**Written problem A:** In the passage on Dublin's DART system, which company has operated the service since 1987?
**Written problem B:** List every station that the passage on Dublin's DART system says was newly added to the network in 1984.
**Written problem C:** Repeat the passage on Dublin's DART system between "Early DART services" and "the Belfast mainline.", inclusive.

**Selection:**
○ ○ ○ ○

The Dublin Area Rapid Transit system (stylised as DART) is an electrified commuter rail railway network serving the coastline and city of Dublin, Ireland. The service makes up the core of Dublin's suburban railway network, stretching from Greystones, County Wicklow, in the south to Howth and Malahide in north County Dublin. The DART serves 31 stations and consists of 53 route kilometres of electrified railway ( double track,  single), and carries in the region of 20 million passengers per year.

The DART system was established by Córas Iompair Éireann in 1984 to replace an ageing fleet of diesel-powered locomotives. Since 1987 the service is operated by Iarnród Éireann, Ireland's national rail operator. Contemporary rolling stock on the DART network is powered by  overhead lines and uses the .

History

Initial development
The section of trackbed between Dún Laoghaire and Dublin City was originally laid out as part of the Dublin and Kingstown Railway, Ireland's first railway. This line was later connected with the Belfast mainline to the north and Wexford mainline to the south and joined the Harcourt Street line at Shanganagh Junction. The scenic views from the railway over Dublin Bay at this point have been compared to those on the Gulf of Naples and have resulted in trips to Killiney Hill and Greystones along the line becoming tourist attractions.

Prior to electrification in 1984, the line was operated using 1950s-era CIÉ 2600 Class rail cars which had been converted in the early 1970s to push-pull operation. These diesel-powered trains were powered by a CIE 201 Class locomotive, with a driving trailer carriage on the other end. This service was notoriously uncomfortable, unreliable, and overcrowded. By the late 1970s, the need for an urgent upgrade to the system had become apparent, as the 2600 Class railcars were in poor condition. Replacement parts had become difficult to obtain due to the age of the rolling stock and its conversion to push-pull operation, which had been intended as a temporary measure until a more permanent solution could be established, had come to the end of its serviceable life.

In conjunction with electrification, three new stations at Sandymount, Booterstown and Salthill and Monkstown were added to the network in 1984. Sandymount and Booterstown were each built at the sites of a previous station while Salthill and Monkstown were built near the site of the original Kingstown railway terminus, between Seapoint and Dún Laoghaire. As electrification work was undertaken from 1981–1982, a spur which had served the ferry port at Dún Laoghaire was disconnected from the mainline as the installation of overhead power lines to service the harbour would have necessitated the lowering of the track which travelled through a portal south of Dún Laoghaire station.

Early DART services ran from the north-eastern suburb of Howth, through Connolly, Tara Street, and Pearse stations in the city centre and on to Bray, which lies on the border between Dublin and Wicklow. This route remained unchanged for almost sixteen years until the line between Bray and Greystones was electrified. Further electrification of the line took place between Howth Junction & Donaghmede and Malahide, the northernmost DART station, on the Belfast mainline.

○ ○ ○ ○

**Supplied records:**
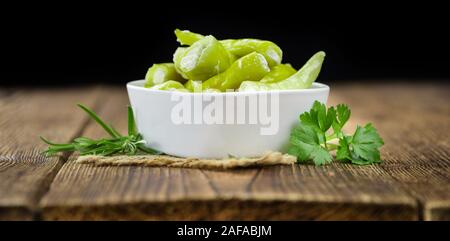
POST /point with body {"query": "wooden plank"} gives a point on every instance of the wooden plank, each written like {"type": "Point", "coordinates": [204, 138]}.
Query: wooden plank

○ ○ ○ ○

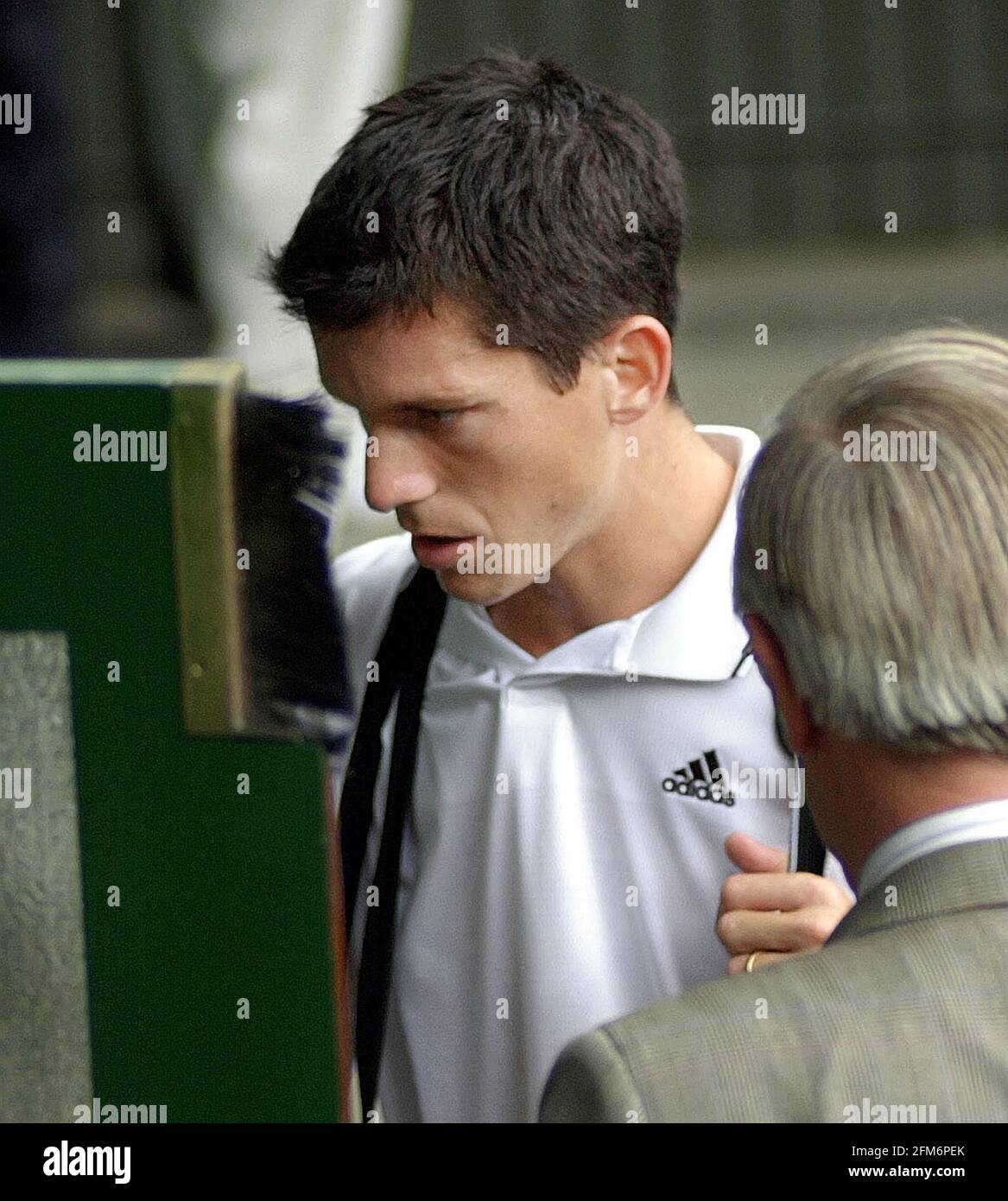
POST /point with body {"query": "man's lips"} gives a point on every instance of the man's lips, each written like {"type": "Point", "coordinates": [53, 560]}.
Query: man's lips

○ ○ ○ ○

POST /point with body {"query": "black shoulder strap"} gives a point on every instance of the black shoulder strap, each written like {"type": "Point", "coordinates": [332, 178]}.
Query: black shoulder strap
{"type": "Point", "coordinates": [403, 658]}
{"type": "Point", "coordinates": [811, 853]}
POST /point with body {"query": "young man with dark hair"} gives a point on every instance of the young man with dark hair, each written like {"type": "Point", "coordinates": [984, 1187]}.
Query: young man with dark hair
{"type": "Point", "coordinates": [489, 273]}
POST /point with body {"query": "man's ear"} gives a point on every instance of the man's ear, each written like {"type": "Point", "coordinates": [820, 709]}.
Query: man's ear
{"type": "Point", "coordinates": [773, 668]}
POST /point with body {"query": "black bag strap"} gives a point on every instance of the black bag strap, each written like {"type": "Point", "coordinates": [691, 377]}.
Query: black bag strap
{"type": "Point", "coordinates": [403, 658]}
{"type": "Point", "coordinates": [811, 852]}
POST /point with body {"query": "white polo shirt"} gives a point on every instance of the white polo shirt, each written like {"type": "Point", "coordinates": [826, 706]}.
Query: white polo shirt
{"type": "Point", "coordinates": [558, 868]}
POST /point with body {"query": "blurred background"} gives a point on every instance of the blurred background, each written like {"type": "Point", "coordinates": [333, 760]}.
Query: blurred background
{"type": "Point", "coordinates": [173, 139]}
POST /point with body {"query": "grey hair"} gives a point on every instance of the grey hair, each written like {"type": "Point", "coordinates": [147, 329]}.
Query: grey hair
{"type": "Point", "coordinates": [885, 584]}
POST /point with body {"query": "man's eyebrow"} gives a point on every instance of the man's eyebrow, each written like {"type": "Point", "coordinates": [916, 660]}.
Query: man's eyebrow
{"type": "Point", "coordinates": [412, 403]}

○ ○ ○ ○

**Task response A:** Iarnród Éireann, Ireland's national rail operator.

**Task response B:** Sandymount, Booterstown, Salthill and Monkstown

**Task response C:**
Early DART services ran from the north-eastern suburb of Howth, through Connolly, Tara Street, and Pearse stations in the city centre and on to Bray, which lies on the border between Dublin and Wicklow. This route remained unchanged for almost sixteen years until the line between Bray and Greystones was electrified. Further electrification of the line took place between Howth Junction & Donaghmede and Malahide, the northernmost DART station, on the Belfast mainline.